WORK REQUIRED
Retype all the entries word for word, but omit the pictures.

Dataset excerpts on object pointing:
━━━━━━━━━━━━━━━━━━━━

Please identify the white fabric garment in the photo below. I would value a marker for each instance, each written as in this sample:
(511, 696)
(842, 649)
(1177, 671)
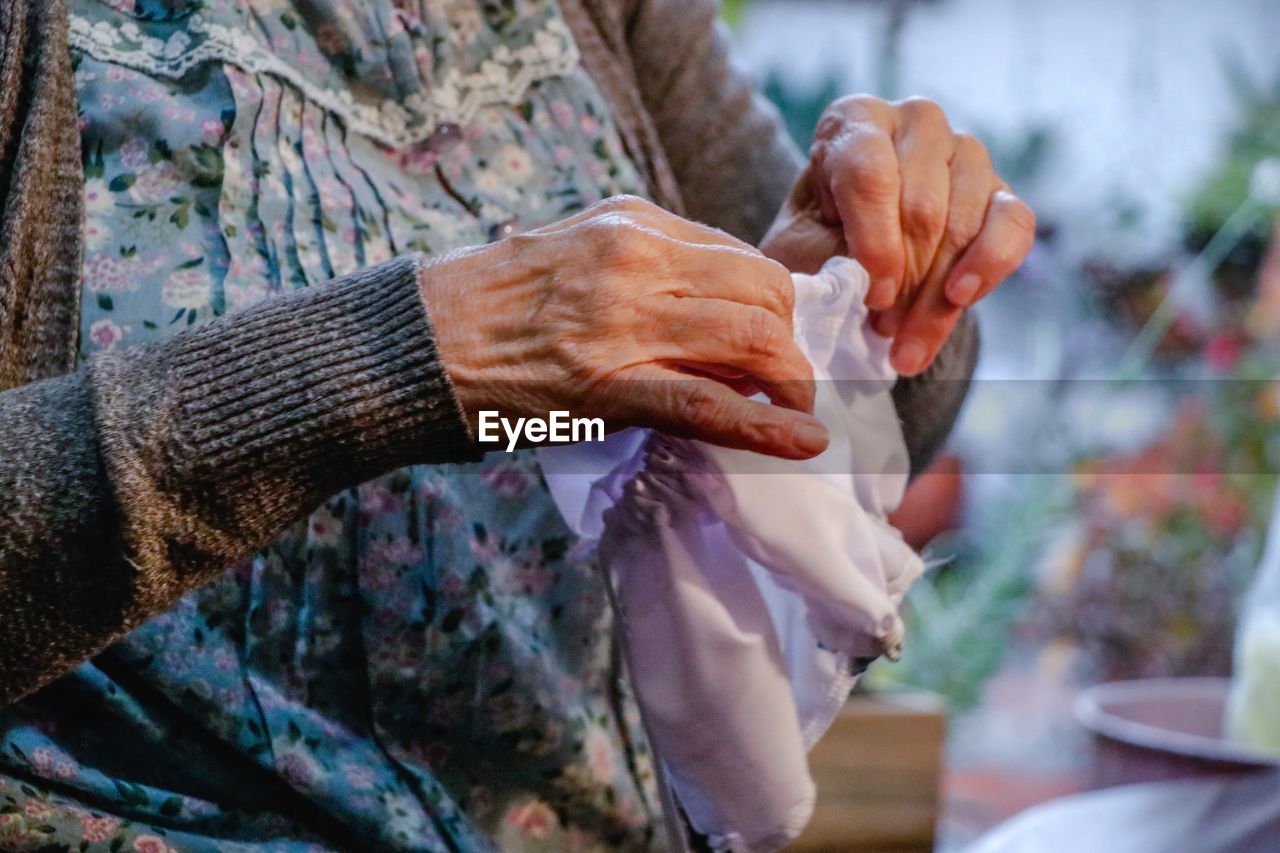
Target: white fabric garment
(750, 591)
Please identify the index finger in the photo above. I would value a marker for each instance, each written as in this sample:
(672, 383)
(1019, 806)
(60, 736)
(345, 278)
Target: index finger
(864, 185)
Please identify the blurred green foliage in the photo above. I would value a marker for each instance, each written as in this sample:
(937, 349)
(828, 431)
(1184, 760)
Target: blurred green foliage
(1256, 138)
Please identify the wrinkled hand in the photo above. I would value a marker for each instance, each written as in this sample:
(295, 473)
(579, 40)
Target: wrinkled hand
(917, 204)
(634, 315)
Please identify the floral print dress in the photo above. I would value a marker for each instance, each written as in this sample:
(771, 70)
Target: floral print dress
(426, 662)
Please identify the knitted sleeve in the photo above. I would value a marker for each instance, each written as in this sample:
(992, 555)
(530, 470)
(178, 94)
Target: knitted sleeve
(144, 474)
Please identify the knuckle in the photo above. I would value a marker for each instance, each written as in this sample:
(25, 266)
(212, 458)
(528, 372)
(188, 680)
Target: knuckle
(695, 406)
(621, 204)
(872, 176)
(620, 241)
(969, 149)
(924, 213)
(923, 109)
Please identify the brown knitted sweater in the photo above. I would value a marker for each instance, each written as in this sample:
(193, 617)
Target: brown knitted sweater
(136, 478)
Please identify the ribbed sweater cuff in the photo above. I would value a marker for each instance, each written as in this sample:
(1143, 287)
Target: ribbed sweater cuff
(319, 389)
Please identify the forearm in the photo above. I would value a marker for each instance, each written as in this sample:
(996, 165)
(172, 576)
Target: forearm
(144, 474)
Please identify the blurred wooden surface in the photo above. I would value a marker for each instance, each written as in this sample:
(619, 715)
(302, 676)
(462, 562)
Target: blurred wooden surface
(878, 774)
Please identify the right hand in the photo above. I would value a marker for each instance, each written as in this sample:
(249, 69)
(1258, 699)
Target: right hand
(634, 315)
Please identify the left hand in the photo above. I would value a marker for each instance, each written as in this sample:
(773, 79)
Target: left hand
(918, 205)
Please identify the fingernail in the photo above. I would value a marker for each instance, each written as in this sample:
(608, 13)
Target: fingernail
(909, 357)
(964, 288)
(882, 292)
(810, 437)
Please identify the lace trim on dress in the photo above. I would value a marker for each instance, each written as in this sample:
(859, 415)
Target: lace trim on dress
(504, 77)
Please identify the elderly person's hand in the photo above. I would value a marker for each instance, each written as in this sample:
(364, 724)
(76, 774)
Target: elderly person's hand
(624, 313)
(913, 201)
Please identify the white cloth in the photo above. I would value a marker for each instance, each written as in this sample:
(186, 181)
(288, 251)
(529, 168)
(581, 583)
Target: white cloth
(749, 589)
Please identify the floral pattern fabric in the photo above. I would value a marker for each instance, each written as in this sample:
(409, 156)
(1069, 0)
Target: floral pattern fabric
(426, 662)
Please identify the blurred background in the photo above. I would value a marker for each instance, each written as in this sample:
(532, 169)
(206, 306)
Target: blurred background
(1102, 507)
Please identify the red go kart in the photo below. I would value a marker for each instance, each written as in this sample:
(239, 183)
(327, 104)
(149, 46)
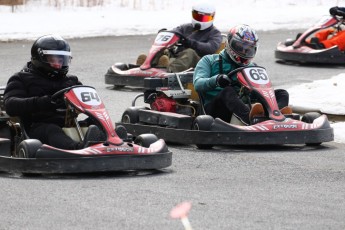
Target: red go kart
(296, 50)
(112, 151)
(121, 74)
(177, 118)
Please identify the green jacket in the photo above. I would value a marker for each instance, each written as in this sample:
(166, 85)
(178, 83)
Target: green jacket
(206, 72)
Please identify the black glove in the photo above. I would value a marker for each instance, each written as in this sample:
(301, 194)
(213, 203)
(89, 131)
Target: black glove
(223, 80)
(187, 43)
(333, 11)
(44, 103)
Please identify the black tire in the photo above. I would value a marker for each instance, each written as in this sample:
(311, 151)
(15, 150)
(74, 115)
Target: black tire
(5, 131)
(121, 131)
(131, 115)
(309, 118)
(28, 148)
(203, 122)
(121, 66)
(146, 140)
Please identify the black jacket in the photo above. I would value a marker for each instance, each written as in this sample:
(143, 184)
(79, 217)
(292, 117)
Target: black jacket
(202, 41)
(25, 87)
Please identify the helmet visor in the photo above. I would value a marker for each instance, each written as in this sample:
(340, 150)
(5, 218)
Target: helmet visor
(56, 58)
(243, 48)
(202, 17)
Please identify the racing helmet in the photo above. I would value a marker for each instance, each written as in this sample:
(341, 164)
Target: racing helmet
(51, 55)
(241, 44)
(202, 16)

━━━━━━━━━━━━━━━━━━━━

ANSWER FOR THE TASK
Please identify the white fabric garment in the photo below. I would value a marker for each instance, each written as in this sample:
(511, 696)
(842, 649)
(1177, 671)
Target: white fabric garment
(750, 591)
Please identify the index finger in the photo above. I would value a marker for each instance, each written as in this sample:
(672, 383)
(1019, 806)
(60, 736)
(345, 278)
Target: index finger
(864, 185)
Please identify the blurred green foliage in the photo above. I would value a marker for each instance, each written as in this sample:
(937, 349)
(828, 431)
(1184, 760)
Target: blurred green foliage
(1256, 138)
Please identify the wrinkled hand in the photo above. I would value a marker for each instance, each written as in this sample:
(295, 473)
(579, 40)
Target: wrinkled hand
(917, 204)
(634, 315)
Please identify the floral print dress in the photo above. I would value a marker for each instance, each written as in this sample:
(771, 70)
Target: floral print dress
(426, 662)
Please identify the knitted sleeve in the photo above. I would value a marker for each instance, each written as in this sample:
(992, 555)
(530, 470)
(178, 94)
Target: knitted sleeve
(144, 474)
Please identify the knuckle in the photo above. I would value a marker for each instance, each written as in this sample:
(25, 266)
(212, 458)
(528, 372)
(188, 680)
Target: knuckle
(695, 406)
(621, 204)
(872, 176)
(620, 241)
(969, 149)
(924, 213)
(923, 109)
Please identify the brown knitted sweater in the photo above. I would value a marker for each instance, each written as in this sample:
(193, 617)
Target: brown knitted sweater
(136, 478)
Please identify the ribbed sweater cuff in the photo above. I would value a marker for each instance, each written as in this sample:
(1143, 287)
Target: ribbed sweater cuff
(319, 389)
Please identify the forearm in the photo above. I would value a marker for each instance, each written as in this sample:
(996, 165)
(172, 576)
Target: forearm
(144, 474)
Please identify the blurred wooden surface in the photo above. I would value a marker for each instance, each written as in this sample:
(619, 715)
(302, 676)
(462, 562)
Target: blurred wooden surface
(878, 774)
Please identify the right hand in the photo above. I would value a marker for each instance, each written as in this sample:
(249, 69)
(1258, 699)
Target: right hand
(634, 315)
Please identify the left hand in the photo above. I would value a marker for each instance, each written as in this sample:
(773, 79)
Target: left hand
(918, 205)
Please identify the fingernail in the photo above. I would value a marker for each instance, each written as in this sample:
(608, 13)
Target: fingernail
(909, 357)
(964, 288)
(882, 292)
(810, 437)
Please identify the lace trim on dress in the photo above. I would value a marker for each instance, each written as in this sample:
(859, 415)
Target: lace trim on dress
(504, 77)
Please identify the elderly person's hand in the photo above. I would value a marker for each instance, each written as in this sample:
(364, 724)
(76, 774)
Target: elderly person's hand
(624, 313)
(913, 201)
Please identify the white cloth in the photo above. I would value a marker for each instance, each written as in this sample:
(186, 181)
(288, 251)
(529, 168)
(581, 583)
Target: white cloth
(749, 589)
Please identify the floral pattern fabric in the photo above. I would value a marker for each instance, each written as in this sample:
(409, 156)
(1069, 0)
Target: floral pattern fabric
(426, 662)
Please identify the blurred background in the photo above. I would value a marker for each instance, each written as in this sample:
(532, 169)
(206, 306)
Target: blurred background
(1102, 507)
Please identify the red go kart in the photo below. I would value a marker for each instance, each written as in this sample:
(239, 183)
(327, 104)
(149, 46)
Target: red go kart
(296, 50)
(112, 151)
(121, 74)
(177, 118)
Please identify the green jacket in the photo above. I would value a marker for each instance, each written as in this sample:
(166, 85)
(178, 83)
Target: green jacket
(206, 72)
Please identify the black glove in the photo above. I would value a marker for each instance, each written as in this sample:
(301, 194)
(213, 203)
(89, 131)
Target: black glove
(223, 80)
(187, 43)
(333, 11)
(44, 103)
Please identify the black tire in the photo above. I would value a marker for each instance, each written as in this sample:
(311, 151)
(15, 150)
(74, 115)
Target: black tire
(5, 131)
(121, 131)
(131, 115)
(309, 118)
(28, 148)
(203, 122)
(121, 66)
(146, 140)
Please identify the black jacket in the photo above. I would value a marker for each instance, each written as in this sample:
(143, 184)
(79, 217)
(292, 117)
Target: black jacket
(202, 41)
(25, 87)
Please identify the helmet visor in the photo above. I would value a marker for each instance, each written as in this sample:
(340, 150)
(5, 218)
Target: helmet visor
(56, 58)
(243, 48)
(202, 17)
Please identify the racing helmet in the photo above. I would value a marker for each instance, each written as in this sample:
(341, 164)
Target: racing helmet
(51, 55)
(241, 44)
(202, 16)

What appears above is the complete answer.